## Exercise inputs
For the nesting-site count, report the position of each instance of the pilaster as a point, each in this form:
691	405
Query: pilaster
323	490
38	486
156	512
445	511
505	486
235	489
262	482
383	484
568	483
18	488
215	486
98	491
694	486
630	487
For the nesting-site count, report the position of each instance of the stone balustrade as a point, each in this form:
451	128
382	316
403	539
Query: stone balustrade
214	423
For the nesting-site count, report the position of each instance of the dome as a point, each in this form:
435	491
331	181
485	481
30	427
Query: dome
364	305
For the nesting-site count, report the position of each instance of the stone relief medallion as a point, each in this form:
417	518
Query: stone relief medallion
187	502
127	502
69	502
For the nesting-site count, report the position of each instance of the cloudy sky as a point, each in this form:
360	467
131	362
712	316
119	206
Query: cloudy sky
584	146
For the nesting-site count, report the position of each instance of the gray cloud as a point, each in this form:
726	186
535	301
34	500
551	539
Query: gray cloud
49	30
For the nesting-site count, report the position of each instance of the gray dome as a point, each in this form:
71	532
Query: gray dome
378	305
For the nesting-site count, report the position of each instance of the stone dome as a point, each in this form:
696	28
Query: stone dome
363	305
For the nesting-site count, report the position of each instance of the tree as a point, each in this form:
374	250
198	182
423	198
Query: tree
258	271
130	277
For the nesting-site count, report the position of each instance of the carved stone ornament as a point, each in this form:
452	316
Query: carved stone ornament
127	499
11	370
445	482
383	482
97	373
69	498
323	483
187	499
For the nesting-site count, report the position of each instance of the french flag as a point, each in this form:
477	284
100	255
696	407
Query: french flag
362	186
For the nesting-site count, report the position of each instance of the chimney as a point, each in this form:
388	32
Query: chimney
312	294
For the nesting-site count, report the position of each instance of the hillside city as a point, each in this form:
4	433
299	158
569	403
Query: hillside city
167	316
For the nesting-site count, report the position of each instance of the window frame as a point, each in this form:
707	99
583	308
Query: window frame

## Description of the task
Each line of the listing that contains the word "frame" must be counted. Give only the resulting figure.

## Finished task
2